[Goal of the exercise]
In the company filing excerpt below, which wholly owned subsidiary supplies the U.S. military with solvents, paint strippers and cleaners?

[Text passage]

+ + + + +

The matters discussed in this Form 10-QSB/A contain certain forward-looking statements and involve risks and uncertainties (including changing market conditions, competitive and regulatory matters, etc.) detailed in the disclosure contained in this Form 10-QSB/A and the other filings with the Securities and Exchange Commission made by us from time to time. The discussion of our liquidity, capital resources and results of operations, including forward-looking statements pertaining to such matters, does not take into account the effects of any changes to our operations. Accordingly, actual results could differ materially from those projected in the forward-looking statements as a result of a number of factors, including those identified herein and those discussed under the heading “Risk Factors” in the Company’s 10-KSB/A for the fiscal year ended March 31, 2006. This item should be read in conjunction with the financial statements and other items contained elsewhere in the report. Unless the context otherwise requires, “we”, “our”, “us”, the “Company” and similar phrases refer to United Energy Corp.
 
Overview
 
 We develop and distribute environmentally friendly specialty chemical products with applications in several industries and markets. Our current line of products include:
 
 
 
o
KH-30 paraffin dispersant for the oil industry and related products;
 
 
o
Uniproof specialty-coated proofing paper for the printing industry; and
 
 
o
following additional testing, “Slick Barrier” underwater protective coatings for use in marine applications.
 
           Through our wholly owned subsidiary, Green Globe Industries, Inc., we provide the U.S. military with a variety of solvents, paint strippers and cleaners under our trade name “Qualchem.” Green Globe is a qualified supplier for the U.S. military and has sales contracts currently in place with no minimum purchase requirements which are renewable at the option of the U.S. Military.

+ + + + +

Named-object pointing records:
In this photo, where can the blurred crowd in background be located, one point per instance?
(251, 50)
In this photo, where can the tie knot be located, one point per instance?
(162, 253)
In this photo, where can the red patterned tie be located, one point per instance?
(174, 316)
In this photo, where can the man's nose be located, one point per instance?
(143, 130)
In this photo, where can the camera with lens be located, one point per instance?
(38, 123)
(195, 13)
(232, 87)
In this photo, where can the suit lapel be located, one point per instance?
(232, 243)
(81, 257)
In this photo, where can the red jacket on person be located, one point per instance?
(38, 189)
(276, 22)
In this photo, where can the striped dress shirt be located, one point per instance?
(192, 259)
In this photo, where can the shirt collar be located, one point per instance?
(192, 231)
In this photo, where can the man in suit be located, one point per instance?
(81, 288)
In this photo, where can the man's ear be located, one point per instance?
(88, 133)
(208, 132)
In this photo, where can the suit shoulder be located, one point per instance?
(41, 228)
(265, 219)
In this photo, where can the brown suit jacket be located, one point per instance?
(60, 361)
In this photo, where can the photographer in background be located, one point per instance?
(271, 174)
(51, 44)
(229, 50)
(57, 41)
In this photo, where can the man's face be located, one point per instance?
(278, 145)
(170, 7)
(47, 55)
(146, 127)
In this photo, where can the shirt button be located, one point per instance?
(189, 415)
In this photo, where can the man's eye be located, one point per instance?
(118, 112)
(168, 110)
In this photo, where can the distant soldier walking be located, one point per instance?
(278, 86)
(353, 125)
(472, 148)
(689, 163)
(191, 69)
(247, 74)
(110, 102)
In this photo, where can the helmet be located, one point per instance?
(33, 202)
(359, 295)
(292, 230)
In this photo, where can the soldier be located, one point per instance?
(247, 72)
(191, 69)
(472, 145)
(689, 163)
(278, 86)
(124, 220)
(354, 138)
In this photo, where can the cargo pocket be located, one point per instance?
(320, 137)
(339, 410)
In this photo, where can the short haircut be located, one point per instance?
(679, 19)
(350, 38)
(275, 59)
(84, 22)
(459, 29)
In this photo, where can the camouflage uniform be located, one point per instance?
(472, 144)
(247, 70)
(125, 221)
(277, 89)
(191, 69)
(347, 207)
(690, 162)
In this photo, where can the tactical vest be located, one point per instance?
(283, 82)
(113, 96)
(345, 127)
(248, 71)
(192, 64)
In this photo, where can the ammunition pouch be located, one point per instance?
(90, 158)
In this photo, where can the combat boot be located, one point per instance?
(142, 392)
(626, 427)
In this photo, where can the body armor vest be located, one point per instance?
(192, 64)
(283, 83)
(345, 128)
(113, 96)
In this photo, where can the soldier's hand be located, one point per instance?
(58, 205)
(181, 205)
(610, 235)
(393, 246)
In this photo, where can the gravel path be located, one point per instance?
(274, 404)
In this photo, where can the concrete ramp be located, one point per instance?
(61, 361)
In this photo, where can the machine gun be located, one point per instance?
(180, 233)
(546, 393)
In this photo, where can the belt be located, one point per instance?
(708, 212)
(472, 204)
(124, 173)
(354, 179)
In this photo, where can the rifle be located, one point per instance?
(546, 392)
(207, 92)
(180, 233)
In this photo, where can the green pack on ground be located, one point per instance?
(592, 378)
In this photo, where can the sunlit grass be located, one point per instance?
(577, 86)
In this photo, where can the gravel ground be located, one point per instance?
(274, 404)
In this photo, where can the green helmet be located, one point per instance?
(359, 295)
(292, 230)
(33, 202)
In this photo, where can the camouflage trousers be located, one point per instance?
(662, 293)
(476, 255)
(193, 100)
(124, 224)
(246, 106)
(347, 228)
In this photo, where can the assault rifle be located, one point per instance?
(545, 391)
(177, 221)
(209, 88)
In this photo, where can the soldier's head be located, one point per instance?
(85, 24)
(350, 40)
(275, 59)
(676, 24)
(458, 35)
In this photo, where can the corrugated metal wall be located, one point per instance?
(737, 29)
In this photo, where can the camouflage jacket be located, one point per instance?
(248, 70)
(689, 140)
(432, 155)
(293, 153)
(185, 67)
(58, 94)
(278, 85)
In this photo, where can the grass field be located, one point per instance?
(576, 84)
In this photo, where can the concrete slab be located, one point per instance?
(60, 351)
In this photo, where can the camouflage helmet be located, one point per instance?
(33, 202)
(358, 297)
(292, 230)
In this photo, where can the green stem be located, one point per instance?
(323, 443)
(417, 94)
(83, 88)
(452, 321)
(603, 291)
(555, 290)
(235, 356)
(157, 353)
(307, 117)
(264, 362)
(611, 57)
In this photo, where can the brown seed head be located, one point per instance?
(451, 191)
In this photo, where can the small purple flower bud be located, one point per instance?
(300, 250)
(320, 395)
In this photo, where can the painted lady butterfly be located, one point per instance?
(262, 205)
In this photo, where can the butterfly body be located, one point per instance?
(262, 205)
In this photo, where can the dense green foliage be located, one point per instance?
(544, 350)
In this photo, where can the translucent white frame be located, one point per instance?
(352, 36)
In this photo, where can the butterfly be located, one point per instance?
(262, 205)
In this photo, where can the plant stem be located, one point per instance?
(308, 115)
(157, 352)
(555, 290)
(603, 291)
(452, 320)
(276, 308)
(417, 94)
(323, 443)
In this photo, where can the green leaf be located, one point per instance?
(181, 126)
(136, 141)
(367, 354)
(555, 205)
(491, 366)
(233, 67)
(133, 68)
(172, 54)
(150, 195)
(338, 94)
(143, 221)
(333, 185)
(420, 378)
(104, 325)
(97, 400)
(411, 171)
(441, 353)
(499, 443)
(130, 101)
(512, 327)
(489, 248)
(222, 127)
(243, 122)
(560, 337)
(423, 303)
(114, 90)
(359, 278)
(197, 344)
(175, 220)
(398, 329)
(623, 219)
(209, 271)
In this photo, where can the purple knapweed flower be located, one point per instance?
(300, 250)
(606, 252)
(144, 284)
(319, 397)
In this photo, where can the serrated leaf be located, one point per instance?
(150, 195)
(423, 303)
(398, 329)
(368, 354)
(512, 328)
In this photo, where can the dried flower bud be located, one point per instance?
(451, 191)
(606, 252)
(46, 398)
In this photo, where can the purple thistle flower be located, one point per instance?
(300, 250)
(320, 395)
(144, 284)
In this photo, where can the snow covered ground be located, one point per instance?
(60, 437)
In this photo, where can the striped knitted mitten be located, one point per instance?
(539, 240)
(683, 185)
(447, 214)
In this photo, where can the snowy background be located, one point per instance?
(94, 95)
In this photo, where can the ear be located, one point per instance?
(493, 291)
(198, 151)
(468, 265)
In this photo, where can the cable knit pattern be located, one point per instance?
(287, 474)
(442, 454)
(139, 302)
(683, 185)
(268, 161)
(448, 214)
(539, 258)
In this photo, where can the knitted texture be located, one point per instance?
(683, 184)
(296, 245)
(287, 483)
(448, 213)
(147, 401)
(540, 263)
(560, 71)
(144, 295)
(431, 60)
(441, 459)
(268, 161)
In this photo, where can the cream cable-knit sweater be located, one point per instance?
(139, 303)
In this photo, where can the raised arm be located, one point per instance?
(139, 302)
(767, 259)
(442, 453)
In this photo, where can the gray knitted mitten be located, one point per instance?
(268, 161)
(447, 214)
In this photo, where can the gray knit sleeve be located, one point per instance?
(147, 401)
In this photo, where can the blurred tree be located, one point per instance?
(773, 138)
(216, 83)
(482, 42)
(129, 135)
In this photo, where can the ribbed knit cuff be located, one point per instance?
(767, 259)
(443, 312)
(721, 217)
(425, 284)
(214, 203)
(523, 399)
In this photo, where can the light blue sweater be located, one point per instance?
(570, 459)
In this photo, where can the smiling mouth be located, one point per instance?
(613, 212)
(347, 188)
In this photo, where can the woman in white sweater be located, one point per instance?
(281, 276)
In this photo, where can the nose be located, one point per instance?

+ + + + +

[Exercise response]
Green Globe Industries, Inc.